* begin Text provided *

Note: All screenshots taken by Morgan L’Fey on the Steam version of the game.

Introduction

Release Trailer from YouTube, courtesy of Strange Scaffold

An Airport for Aliens Currently Run by Dogs (also known as Dog Airport Game), is a first-person comedy adventure game where you play one of the two remaining humans as they travel across the stars, solely existing within airports once servicing an unknown interstellar race and now completely populated by flat images of dogs. Written by one of my favorite game writers, Xalavier Nelson, it’s an exercise in absurdism on a backdrop of an apocalyptic end to everything and everyone you know where you can get an achievement for petting a dog 704 times in one session. It’s marvelous — at least in conception. 

Presentation

Dog Airport Game is a visual mashup of bright-colored, but simple, 3d spaces; appealing, yet old-fashioned skyboxes; and stock photos, mostly of very good boys and girls. Sometimes they have hats or big muscle arms! If you are the kind of person who enjoys scrolling on Twitter or Instagram specifically hoping that your friends and enemies have posted new pictures of their pets, you are the target audience for the visuals of this game. It’s joyful, and each of the airports you visit is quite distinct, though the repeated dogs, particularly in the copy-pasted stores in each airport, do give it a more tired feel towards the end of the playthrough. 

The music is pleasant, but if you, as I did, get lost or stuck looking for a specific doggo or shop, it gets old very fast. In the end, I played most of the game with the sound turned down and external music playing.

* end Text provided *

Reproduce the Dog Airport Game review above in full, word for word.

* begin Given entries *

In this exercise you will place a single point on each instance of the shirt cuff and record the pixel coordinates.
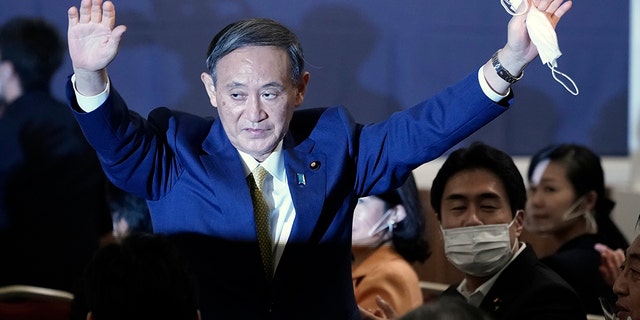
(90, 103)
(487, 89)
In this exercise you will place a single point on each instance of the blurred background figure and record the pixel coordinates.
(569, 206)
(446, 308)
(141, 276)
(627, 286)
(53, 209)
(388, 237)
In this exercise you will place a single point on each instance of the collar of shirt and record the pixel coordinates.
(476, 297)
(274, 164)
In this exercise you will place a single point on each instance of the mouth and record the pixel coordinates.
(622, 313)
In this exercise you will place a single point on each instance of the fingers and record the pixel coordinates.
(96, 11)
(85, 11)
(90, 11)
(72, 13)
(108, 14)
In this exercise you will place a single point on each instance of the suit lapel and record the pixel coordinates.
(307, 183)
(226, 178)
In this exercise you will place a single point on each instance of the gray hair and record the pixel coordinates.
(256, 32)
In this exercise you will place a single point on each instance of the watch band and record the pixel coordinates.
(502, 72)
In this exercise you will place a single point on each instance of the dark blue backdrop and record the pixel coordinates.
(379, 56)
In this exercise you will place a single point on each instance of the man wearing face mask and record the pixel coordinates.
(479, 196)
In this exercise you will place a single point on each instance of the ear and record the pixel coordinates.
(519, 222)
(400, 212)
(590, 199)
(302, 88)
(210, 88)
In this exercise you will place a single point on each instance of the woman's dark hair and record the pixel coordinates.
(584, 172)
(35, 49)
(142, 277)
(409, 234)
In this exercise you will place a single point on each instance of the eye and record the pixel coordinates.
(238, 96)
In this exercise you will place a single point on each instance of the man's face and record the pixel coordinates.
(476, 197)
(255, 97)
(627, 285)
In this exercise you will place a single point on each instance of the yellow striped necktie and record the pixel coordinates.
(261, 213)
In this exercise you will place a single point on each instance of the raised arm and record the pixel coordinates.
(93, 43)
(519, 50)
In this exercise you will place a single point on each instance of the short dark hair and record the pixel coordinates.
(35, 49)
(481, 156)
(141, 277)
(256, 32)
(409, 234)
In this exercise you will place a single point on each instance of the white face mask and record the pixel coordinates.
(544, 38)
(375, 235)
(479, 250)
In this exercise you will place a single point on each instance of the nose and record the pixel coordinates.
(620, 286)
(253, 109)
(472, 218)
(534, 198)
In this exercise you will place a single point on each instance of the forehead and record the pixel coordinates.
(474, 183)
(254, 60)
(633, 252)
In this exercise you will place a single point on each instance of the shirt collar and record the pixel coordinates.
(274, 163)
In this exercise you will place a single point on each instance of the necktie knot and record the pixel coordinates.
(259, 175)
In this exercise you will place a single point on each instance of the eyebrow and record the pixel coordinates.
(484, 195)
(236, 84)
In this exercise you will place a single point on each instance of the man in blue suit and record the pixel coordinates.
(193, 171)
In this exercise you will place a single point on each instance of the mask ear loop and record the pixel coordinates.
(513, 10)
(554, 71)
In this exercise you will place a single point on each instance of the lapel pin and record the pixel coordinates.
(314, 165)
(301, 179)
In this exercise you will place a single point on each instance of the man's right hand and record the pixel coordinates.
(93, 43)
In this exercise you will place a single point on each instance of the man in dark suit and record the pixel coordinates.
(318, 161)
(53, 207)
(479, 196)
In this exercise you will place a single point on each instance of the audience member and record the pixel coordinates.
(142, 276)
(446, 308)
(479, 196)
(627, 285)
(129, 212)
(567, 202)
(53, 210)
(387, 237)
(295, 261)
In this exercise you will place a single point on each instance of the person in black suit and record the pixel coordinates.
(479, 196)
(273, 187)
(53, 207)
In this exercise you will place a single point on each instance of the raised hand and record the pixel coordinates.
(93, 42)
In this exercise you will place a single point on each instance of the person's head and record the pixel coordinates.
(31, 51)
(567, 193)
(255, 79)
(479, 191)
(395, 216)
(141, 277)
(445, 308)
(627, 284)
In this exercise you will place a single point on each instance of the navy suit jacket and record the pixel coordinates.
(529, 290)
(194, 181)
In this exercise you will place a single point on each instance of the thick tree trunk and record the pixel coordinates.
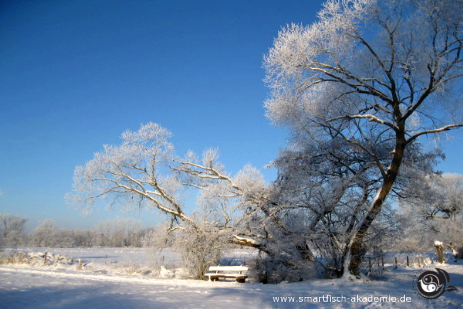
(357, 246)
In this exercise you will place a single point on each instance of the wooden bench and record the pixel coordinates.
(239, 273)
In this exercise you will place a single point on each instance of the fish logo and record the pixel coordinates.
(431, 284)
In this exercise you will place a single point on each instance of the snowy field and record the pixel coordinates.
(124, 278)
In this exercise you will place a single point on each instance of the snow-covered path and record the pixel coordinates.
(24, 287)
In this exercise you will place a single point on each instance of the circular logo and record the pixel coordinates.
(431, 284)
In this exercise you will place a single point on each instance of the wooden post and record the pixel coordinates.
(440, 251)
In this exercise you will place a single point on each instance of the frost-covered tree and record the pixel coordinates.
(374, 76)
(435, 211)
(143, 172)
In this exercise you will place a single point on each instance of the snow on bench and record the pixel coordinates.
(237, 272)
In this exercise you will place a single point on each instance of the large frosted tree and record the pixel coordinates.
(363, 84)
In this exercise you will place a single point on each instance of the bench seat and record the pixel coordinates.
(239, 273)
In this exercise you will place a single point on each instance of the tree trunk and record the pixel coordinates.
(440, 251)
(357, 246)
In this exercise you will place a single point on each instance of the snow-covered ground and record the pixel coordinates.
(120, 278)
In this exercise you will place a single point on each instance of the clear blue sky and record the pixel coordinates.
(75, 74)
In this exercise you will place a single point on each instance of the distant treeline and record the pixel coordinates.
(111, 233)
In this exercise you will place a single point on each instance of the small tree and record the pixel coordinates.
(12, 229)
(367, 75)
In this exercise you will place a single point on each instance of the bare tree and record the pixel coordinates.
(366, 74)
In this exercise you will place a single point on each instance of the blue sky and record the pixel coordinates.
(76, 74)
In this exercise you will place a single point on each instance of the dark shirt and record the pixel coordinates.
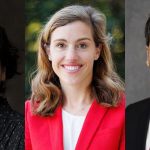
(11, 128)
(137, 122)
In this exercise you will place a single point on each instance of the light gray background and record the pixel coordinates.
(137, 74)
(13, 20)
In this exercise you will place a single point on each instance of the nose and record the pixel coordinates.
(71, 53)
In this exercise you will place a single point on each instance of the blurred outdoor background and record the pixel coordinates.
(38, 12)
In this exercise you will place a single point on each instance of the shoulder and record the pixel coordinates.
(139, 106)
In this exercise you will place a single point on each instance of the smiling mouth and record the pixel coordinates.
(72, 68)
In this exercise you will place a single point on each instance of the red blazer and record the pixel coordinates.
(103, 129)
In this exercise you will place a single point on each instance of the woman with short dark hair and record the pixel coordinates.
(11, 122)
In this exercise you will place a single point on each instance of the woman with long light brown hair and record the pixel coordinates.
(77, 99)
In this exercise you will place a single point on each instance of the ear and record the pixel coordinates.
(47, 49)
(98, 51)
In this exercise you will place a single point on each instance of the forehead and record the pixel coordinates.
(72, 31)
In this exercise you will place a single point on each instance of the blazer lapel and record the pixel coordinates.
(56, 130)
(143, 128)
(92, 122)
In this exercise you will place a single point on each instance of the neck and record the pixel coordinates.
(77, 100)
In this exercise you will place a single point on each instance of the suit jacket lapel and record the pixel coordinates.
(92, 122)
(56, 130)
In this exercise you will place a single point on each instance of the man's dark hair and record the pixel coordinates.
(147, 31)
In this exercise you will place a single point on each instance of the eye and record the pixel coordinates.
(82, 46)
(60, 45)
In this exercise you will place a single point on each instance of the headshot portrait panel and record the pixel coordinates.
(76, 53)
(12, 75)
(137, 73)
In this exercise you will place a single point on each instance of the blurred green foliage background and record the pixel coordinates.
(37, 13)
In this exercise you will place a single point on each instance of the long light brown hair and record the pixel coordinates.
(106, 84)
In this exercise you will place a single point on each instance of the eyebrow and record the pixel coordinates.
(80, 39)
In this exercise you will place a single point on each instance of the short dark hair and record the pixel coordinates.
(8, 59)
(147, 31)
(8, 55)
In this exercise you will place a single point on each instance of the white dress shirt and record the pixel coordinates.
(72, 125)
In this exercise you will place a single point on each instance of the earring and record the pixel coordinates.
(148, 58)
(49, 58)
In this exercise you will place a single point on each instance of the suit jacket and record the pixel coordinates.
(103, 129)
(137, 122)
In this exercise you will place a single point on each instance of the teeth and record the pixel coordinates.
(71, 68)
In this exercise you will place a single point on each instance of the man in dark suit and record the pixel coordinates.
(138, 114)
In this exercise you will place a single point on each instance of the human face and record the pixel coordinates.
(148, 55)
(72, 52)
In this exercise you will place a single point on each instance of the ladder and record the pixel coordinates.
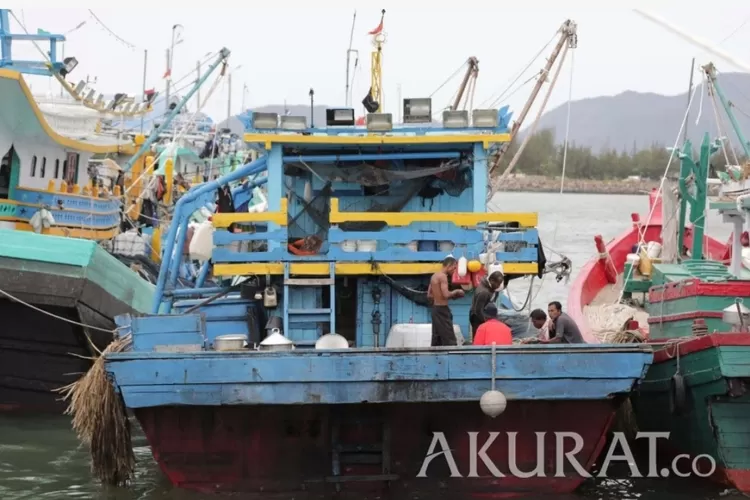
(309, 315)
(373, 456)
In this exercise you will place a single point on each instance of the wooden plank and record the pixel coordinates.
(308, 281)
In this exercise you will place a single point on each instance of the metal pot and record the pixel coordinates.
(276, 342)
(233, 342)
(736, 315)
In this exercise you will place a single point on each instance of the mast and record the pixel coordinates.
(349, 52)
(690, 94)
(568, 34)
(376, 64)
(220, 60)
(710, 71)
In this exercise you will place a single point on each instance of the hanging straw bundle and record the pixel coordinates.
(100, 420)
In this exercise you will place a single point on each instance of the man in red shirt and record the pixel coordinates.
(492, 330)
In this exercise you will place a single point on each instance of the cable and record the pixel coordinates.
(117, 37)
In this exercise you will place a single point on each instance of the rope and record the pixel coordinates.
(531, 132)
(642, 231)
(567, 122)
(532, 61)
(31, 306)
(106, 28)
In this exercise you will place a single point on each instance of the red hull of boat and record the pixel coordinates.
(592, 277)
(286, 450)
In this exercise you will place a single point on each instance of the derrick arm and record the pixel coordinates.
(472, 71)
(568, 34)
(710, 71)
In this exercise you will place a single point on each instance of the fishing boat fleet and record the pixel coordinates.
(279, 298)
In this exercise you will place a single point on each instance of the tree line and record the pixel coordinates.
(543, 157)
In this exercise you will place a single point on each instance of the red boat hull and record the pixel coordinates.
(290, 449)
(592, 277)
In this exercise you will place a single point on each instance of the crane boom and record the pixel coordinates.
(472, 71)
(568, 34)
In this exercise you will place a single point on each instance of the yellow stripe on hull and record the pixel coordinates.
(375, 140)
(352, 268)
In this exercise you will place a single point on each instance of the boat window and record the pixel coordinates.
(5, 175)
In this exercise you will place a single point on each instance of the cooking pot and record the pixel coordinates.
(232, 342)
(276, 342)
(737, 314)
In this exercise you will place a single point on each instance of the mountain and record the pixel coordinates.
(634, 120)
(624, 122)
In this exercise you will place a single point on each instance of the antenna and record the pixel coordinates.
(349, 53)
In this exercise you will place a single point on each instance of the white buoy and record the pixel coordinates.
(493, 402)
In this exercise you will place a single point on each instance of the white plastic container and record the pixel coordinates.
(415, 335)
(653, 249)
(349, 245)
(367, 245)
(495, 266)
(462, 266)
(633, 259)
(202, 243)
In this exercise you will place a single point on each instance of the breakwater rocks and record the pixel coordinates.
(541, 184)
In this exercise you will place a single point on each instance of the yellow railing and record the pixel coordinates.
(524, 219)
(281, 217)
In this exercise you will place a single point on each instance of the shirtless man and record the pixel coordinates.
(439, 295)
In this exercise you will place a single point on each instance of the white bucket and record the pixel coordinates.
(446, 246)
(349, 246)
(367, 245)
(633, 259)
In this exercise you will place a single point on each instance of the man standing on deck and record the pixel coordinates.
(492, 331)
(485, 293)
(564, 329)
(439, 295)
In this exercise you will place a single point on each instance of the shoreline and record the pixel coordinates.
(542, 184)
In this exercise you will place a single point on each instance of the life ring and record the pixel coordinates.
(677, 395)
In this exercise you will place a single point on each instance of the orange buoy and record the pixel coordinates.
(605, 260)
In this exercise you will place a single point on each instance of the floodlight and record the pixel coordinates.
(379, 122)
(340, 117)
(485, 118)
(455, 119)
(264, 120)
(293, 122)
(418, 110)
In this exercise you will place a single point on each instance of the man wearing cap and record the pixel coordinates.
(492, 331)
(484, 293)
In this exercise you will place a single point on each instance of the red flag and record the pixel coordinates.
(379, 29)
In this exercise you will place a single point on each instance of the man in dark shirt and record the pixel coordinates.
(485, 293)
(565, 329)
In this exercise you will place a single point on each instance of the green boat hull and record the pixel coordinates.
(63, 282)
(711, 416)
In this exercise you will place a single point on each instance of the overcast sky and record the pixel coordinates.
(284, 48)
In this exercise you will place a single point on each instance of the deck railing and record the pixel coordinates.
(401, 249)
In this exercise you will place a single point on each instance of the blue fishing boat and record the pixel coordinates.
(66, 186)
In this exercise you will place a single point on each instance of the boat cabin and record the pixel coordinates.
(357, 220)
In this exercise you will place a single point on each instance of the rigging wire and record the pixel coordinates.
(642, 230)
(519, 75)
(117, 37)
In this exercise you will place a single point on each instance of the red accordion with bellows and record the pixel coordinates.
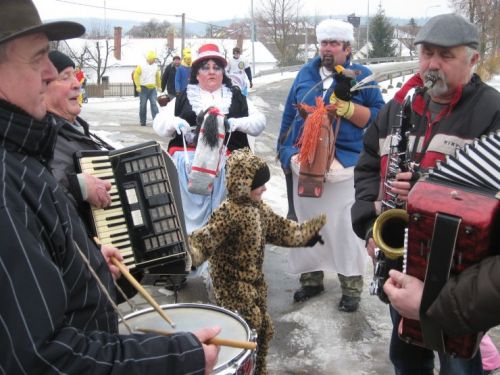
(451, 227)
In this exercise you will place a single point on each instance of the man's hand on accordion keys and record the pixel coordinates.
(96, 191)
(108, 252)
(402, 185)
(404, 293)
(182, 127)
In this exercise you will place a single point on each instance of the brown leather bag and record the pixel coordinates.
(317, 147)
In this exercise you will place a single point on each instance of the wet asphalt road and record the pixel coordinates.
(312, 337)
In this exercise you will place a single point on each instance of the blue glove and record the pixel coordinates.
(182, 127)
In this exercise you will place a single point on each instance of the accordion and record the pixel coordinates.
(145, 219)
(454, 223)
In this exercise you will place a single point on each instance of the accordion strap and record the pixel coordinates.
(437, 274)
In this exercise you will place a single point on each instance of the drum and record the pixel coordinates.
(192, 317)
(163, 100)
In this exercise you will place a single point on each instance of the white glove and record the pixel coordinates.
(182, 127)
(233, 125)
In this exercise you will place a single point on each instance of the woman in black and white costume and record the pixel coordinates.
(208, 87)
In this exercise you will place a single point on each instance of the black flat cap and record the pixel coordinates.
(20, 18)
(448, 30)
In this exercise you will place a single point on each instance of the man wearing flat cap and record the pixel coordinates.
(54, 315)
(450, 106)
(342, 253)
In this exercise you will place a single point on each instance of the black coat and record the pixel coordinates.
(55, 318)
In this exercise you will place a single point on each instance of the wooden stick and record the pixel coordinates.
(143, 292)
(215, 340)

* end Given entries *

▶ **Final result**
Note: All screenshots taken by Morgan L’Fey on the Steam version of the game.

Introduction

Release Trailer from YouTube, courtesy of Strange Scaffold

An Airport for Aliens Currently Run by Dogs (also known as Dog Airport Game), is a first-person comedy adventure game where you play one of the two remaining humans as they travel across the stars, solely existing within airports once servicing an unknown interstellar race and now completely populated by flat images of dogs. Written by one of my favorite game writers, Xalavier Nelson, it’s an exercise in absurdism on a backdrop of an apocalyptic end to everything and everyone you know where you can get an achievement for petting a dog 704 times in one session. It’s marvelous — at least in conception. 

Presentation

Dog Airport Game is a visual mashup of bright-colored, but simple, 3d spaces; appealing, yet old-fashioned skyboxes; and stock photos, mostly of very good boys and girls. Sometimes they have hats or big muscle arms! If you are the kind of person who enjoys scrolling on Twitter or Instagram specifically hoping that your friends and enemies have posted new pictures of their pets, you are the target audience for the visuals of this game. It’s joyful, and each of the airports you visit is quite distinct, though the repeated dogs, particularly in the copy-pasted stores in each airport, do give it a more tired feel towards the end of the playthrough. 

The music is pleasant, but if you, as I did, get lost or stuck looking for a specific doggo or shop, it gets old very fast. In the end, I played most of the game with the sound turned down and external music playing.